[WHAT YOU HAVE TO DO]:
Answer these questions from the Panacea article below.
1. Who were Panacea's parents?
2. Who killed Machaon?
3. What is the name of the river that is named after the goddess?

+++ PASSAGE PROVIDED

From Wikipedia, the free encyclopedia
Jump to: navigation, search
Goddess of Universal health
Panacea (center) administering medicine to a baby (Picture of the Veronese physician J. Gazola as part of a larger woodcut, 1716)
Abode Mount Olympus
Parents Asclepius and Epione
Siblings Aceso, Aglaea, Aratus, Hygieia, Iaso, Machaon, Podalirius, Telesphoros

In Greek mythology, Panacea (Greek Πανάκεια, Panakeia) was a goddess of Universal remedy. She was the daughter of Asclepius and Epione. Panacea and her four sisters each performed a facet of Apollo's art: Panacea (the goddess of Universal health), Hygieia ("Hygiene" the goddess/personification of health, cleanliness, and sanitation ), Iaso (the goddess of recuperation from illness), Aceso (the goddess of the healing process), and Aglæa/Ægle (the goddess of beauty, splendor, glory, magnificence, and adornment).

Panacea also had four brothers—Podaleirus, one of the two kings of Tricca, who had a flair for diagnostics, and Machaon, the other king of Tricca, who was a master surgeon (these two took part in the Trojan War until Machaon was killed by Penthesilea, queen of the Amazons); Telesphoros, who devoted his life to serving Asclepius; and Aratus, her half-brother, who was a Greek hero and the patron/liberator of Sicyon.

Panacea was said to have a poultice or potion with which she healed the sick. This brought about the concept of the panacea in medicine, a substance meant to cure all diseases. The term is also used figuratively as something intended to completely solve a large, multi-faceted problem.

A river in Thrace/Moesia was named after the goddess, and is still known as the river Zlatna Panega (from Greek panakeia).

Panacea is also boutique music and lifestyle camping festival in Tatong, Victoria, Australia.

++++++
+++ DATA EXTRACTS

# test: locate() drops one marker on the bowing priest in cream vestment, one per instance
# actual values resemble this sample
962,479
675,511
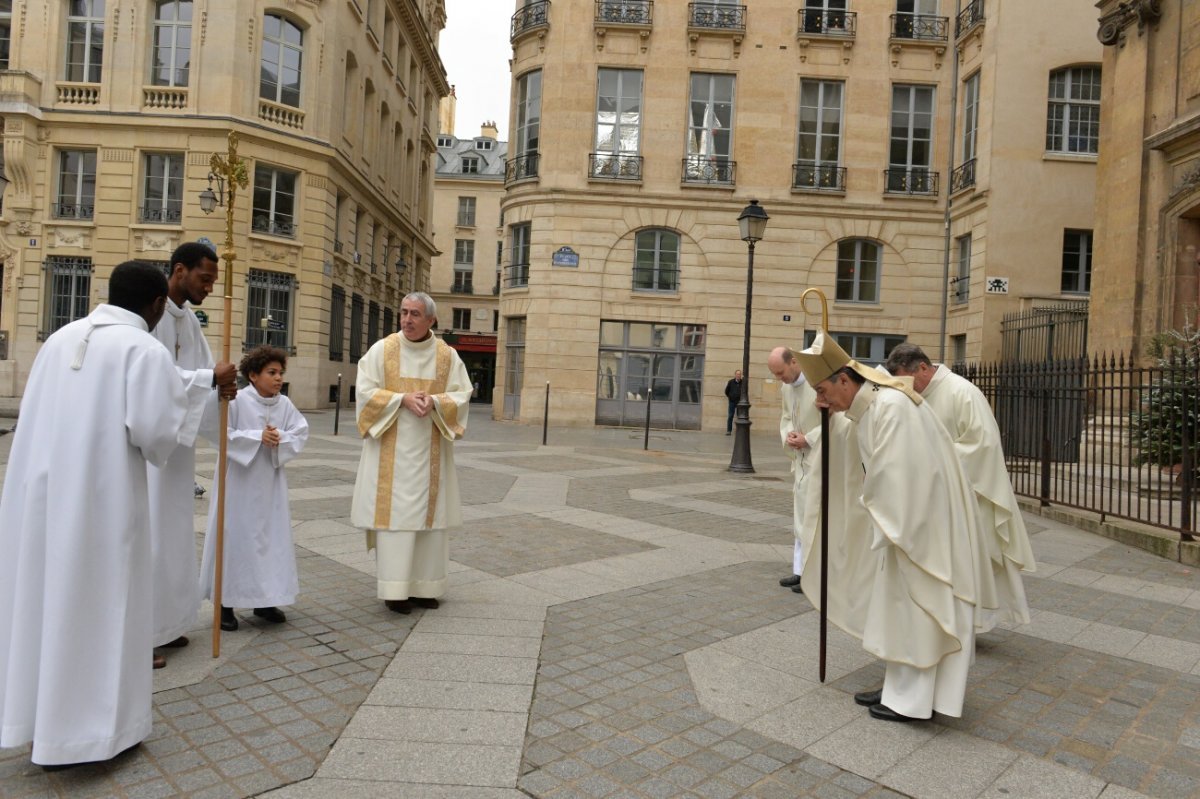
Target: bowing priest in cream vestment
933,570
967,418
413,391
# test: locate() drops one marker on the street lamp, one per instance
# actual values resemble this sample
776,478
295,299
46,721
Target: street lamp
753,223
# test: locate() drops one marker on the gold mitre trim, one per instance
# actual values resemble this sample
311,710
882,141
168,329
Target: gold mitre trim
825,358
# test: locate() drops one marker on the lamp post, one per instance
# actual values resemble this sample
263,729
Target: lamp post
753,223
229,172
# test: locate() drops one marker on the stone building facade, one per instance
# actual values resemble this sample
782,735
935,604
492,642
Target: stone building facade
929,164
1147,275
113,110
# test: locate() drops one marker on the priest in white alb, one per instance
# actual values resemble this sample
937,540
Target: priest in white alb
933,570
102,400
413,394
966,415
177,594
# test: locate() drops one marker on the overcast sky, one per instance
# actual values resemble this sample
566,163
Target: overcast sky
475,52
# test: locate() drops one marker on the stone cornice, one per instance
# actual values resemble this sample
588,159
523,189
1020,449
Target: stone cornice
1114,23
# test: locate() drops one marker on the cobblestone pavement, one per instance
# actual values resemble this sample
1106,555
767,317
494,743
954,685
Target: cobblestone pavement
615,629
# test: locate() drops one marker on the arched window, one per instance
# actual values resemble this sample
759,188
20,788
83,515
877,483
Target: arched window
282,55
657,262
858,270
1073,118
172,55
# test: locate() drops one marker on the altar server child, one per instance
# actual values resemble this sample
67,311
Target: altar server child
265,432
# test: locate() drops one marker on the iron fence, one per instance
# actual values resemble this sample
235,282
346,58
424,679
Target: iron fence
1102,434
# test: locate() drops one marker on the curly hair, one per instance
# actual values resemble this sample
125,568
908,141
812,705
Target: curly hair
257,359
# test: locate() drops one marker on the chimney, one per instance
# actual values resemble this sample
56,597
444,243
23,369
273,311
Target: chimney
445,113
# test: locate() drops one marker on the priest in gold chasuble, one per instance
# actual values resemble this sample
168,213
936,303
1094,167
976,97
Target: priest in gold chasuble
413,394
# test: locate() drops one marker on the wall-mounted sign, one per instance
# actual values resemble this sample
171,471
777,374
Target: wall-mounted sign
565,257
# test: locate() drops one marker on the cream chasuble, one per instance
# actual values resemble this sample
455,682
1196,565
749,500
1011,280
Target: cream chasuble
967,416
406,479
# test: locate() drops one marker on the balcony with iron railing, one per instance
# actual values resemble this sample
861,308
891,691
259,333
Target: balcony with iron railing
637,13
910,181
819,178
615,166
969,18
835,24
529,18
72,210
922,28
263,223
963,178
521,167
516,275
708,170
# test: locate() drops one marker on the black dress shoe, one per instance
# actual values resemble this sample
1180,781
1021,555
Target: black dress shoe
885,713
273,614
399,606
868,698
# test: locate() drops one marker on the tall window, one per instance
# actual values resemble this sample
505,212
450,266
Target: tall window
657,262
819,144
85,40
77,185
963,280
5,31
1077,262
709,128
355,328
275,196
172,54
336,324
269,308
519,269
282,55
618,115
858,270
67,292
162,187
1073,119
466,211
528,128
970,116
912,140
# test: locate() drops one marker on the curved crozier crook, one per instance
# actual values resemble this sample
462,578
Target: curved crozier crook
825,305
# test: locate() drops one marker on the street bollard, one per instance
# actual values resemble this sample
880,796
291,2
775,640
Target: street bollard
337,402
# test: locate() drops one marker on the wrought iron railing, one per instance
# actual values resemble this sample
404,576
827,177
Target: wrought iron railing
625,12
969,18
1102,434
817,22
72,211
910,181
921,26
263,223
708,169
717,16
516,275
529,17
159,215
963,176
521,167
819,176
615,166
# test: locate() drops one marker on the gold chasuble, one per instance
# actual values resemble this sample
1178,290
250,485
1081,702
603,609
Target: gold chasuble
406,476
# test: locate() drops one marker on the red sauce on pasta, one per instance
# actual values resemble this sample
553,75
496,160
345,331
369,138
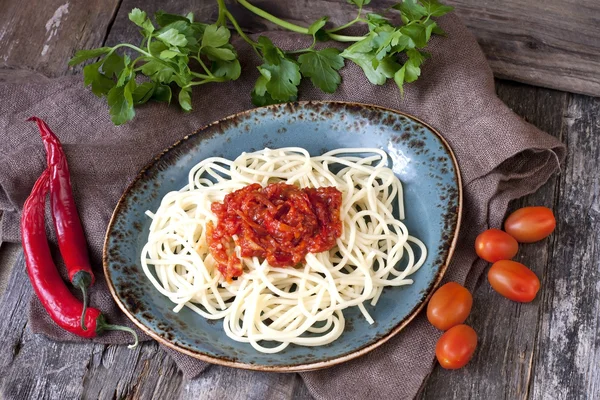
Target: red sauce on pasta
280,223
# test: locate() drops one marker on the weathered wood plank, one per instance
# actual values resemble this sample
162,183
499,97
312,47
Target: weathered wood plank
568,345
503,365
551,43
34,367
219,382
42,36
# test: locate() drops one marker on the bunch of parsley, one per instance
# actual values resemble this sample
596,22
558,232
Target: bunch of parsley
178,51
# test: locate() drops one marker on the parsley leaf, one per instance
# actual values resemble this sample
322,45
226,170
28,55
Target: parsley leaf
185,99
173,37
101,84
321,67
410,10
359,3
285,78
120,110
177,51
215,36
139,18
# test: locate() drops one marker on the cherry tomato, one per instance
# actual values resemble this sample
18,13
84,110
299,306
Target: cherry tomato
456,347
449,306
514,281
494,245
530,224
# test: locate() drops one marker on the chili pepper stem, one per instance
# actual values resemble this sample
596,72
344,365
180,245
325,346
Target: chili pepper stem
82,286
102,325
83,280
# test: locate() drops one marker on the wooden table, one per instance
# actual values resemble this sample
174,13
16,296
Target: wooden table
547,349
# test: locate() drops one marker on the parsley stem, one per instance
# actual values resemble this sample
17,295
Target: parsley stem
344,38
241,32
201,75
133,48
299,51
207,80
348,24
277,21
221,20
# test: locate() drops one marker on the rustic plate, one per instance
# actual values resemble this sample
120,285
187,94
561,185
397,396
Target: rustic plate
433,196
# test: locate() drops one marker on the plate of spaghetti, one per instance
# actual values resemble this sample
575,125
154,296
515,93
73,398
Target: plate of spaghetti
286,238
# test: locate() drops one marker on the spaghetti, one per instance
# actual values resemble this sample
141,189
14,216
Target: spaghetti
272,307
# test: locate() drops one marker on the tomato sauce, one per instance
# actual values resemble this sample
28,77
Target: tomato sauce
280,223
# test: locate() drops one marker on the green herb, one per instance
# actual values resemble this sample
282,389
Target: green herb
178,52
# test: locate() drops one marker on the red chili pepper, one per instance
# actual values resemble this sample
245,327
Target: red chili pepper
71,239
64,308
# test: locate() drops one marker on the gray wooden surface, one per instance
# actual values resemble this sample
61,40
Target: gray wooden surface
548,349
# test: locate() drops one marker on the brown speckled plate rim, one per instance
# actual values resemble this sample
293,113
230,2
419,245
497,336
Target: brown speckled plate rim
295,367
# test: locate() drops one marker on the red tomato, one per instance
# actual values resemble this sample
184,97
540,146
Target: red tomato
495,245
514,281
456,347
530,224
449,306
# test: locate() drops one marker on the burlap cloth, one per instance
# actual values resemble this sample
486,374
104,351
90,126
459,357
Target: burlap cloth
501,158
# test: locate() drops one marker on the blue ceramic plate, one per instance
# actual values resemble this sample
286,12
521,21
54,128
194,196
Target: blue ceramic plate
433,196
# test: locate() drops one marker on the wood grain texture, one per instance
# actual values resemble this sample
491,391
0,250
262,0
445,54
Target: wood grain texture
43,35
546,349
568,346
503,365
549,43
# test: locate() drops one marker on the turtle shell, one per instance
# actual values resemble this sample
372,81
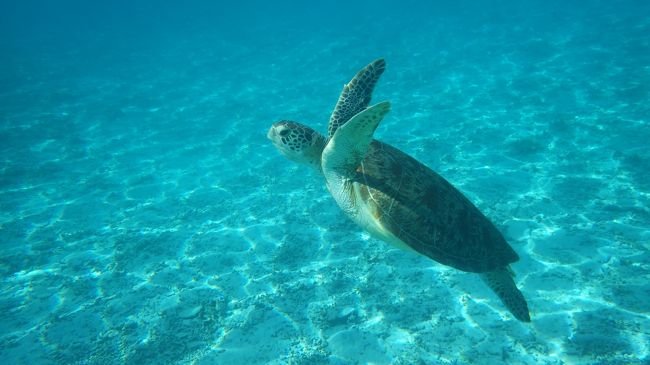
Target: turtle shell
427,213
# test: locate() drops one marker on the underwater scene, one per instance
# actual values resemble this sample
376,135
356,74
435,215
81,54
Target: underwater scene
147,218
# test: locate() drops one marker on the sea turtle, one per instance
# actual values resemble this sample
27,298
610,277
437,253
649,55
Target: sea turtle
396,198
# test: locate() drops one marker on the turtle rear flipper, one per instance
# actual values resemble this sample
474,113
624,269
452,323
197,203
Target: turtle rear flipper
500,281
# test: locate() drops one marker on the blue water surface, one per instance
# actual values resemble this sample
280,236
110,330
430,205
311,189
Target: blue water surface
146,219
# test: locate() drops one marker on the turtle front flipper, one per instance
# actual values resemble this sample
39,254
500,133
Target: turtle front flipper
349,145
500,281
356,95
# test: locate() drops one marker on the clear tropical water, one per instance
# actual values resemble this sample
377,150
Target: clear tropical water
146,219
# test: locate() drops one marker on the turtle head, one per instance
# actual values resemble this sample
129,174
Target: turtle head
298,142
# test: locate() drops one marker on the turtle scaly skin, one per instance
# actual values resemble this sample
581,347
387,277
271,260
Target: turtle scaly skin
396,198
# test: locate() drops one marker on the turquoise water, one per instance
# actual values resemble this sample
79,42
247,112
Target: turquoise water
146,219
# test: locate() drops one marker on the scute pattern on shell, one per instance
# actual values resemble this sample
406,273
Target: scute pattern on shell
426,212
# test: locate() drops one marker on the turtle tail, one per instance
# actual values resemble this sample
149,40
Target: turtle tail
500,281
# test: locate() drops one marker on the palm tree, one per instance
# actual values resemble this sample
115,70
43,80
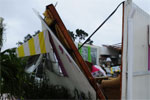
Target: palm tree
1,32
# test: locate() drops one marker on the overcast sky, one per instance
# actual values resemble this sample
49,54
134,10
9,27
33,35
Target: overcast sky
20,19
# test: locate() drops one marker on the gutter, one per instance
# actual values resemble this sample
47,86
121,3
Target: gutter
130,51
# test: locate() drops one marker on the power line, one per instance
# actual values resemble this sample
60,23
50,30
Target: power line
101,25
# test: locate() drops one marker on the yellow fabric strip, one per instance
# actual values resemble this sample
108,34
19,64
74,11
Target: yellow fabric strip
21,51
31,46
42,42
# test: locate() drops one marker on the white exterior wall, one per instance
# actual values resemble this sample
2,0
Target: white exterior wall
107,51
140,85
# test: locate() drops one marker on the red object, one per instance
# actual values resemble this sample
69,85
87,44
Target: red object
94,69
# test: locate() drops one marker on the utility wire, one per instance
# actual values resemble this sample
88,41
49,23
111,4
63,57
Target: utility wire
101,25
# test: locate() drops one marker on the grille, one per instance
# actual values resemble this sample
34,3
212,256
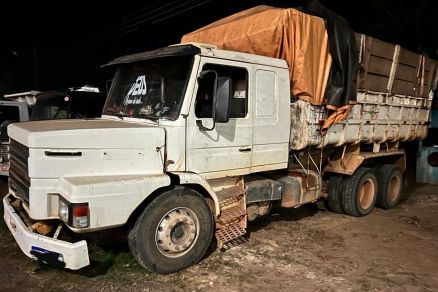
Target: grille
19,180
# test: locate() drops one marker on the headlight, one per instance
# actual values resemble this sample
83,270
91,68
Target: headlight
63,210
74,214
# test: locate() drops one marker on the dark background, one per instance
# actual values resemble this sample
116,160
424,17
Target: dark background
55,45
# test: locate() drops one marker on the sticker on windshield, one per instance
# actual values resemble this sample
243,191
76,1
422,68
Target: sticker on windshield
138,89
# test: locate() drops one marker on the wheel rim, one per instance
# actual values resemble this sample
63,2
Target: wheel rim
177,232
367,193
394,187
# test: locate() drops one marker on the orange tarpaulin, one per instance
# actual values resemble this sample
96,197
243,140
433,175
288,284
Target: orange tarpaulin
289,34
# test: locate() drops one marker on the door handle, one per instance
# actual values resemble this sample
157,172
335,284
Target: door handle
245,149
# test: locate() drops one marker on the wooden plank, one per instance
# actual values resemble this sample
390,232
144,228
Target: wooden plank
404,87
366,58
406,73
379,66
409,58
382,49
375,83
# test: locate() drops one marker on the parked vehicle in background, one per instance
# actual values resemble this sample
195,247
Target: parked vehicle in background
197,139
74,103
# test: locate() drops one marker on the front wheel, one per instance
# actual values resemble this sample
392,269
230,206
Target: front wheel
173,232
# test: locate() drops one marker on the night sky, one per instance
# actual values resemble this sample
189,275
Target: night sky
47,46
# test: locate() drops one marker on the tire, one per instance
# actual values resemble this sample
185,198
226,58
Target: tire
360,192
389,185
173,232
333,201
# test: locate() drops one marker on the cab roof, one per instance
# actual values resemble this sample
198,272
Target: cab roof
198,49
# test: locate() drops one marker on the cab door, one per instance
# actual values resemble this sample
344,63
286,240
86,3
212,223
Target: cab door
226,150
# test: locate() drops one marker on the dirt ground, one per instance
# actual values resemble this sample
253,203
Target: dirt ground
304,249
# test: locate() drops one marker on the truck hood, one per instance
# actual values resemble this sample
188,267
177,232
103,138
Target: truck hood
91,134
101,147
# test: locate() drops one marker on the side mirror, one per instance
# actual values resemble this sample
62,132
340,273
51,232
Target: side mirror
222,104
221,100
108,84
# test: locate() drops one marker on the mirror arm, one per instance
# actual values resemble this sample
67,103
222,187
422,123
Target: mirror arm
203,128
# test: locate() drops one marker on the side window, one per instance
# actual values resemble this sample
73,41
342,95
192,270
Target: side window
239,92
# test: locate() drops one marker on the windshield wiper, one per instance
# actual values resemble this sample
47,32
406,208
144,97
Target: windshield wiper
120,115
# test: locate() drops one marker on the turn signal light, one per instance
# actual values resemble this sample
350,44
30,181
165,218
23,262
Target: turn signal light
80,216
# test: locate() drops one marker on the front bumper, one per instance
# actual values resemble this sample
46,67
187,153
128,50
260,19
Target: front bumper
38,247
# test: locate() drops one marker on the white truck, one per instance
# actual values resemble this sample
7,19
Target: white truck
195,141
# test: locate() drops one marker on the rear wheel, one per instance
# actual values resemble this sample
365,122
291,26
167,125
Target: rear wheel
333,201
173,232
359,192
389,185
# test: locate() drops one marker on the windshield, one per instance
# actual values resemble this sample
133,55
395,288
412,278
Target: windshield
67,105
151,89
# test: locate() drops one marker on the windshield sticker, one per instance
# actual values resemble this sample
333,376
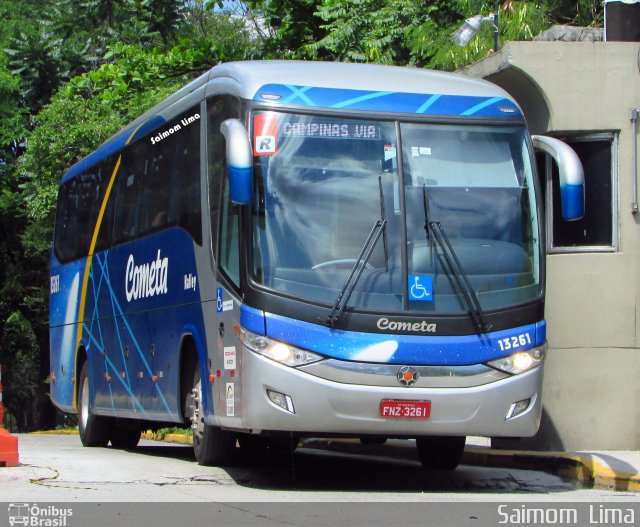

++++++

[RESPONSE BOX]:
1. Asclepius and Epione.
2. Penthesilea, queen of the Amazons.
3. The Zlatna Panega.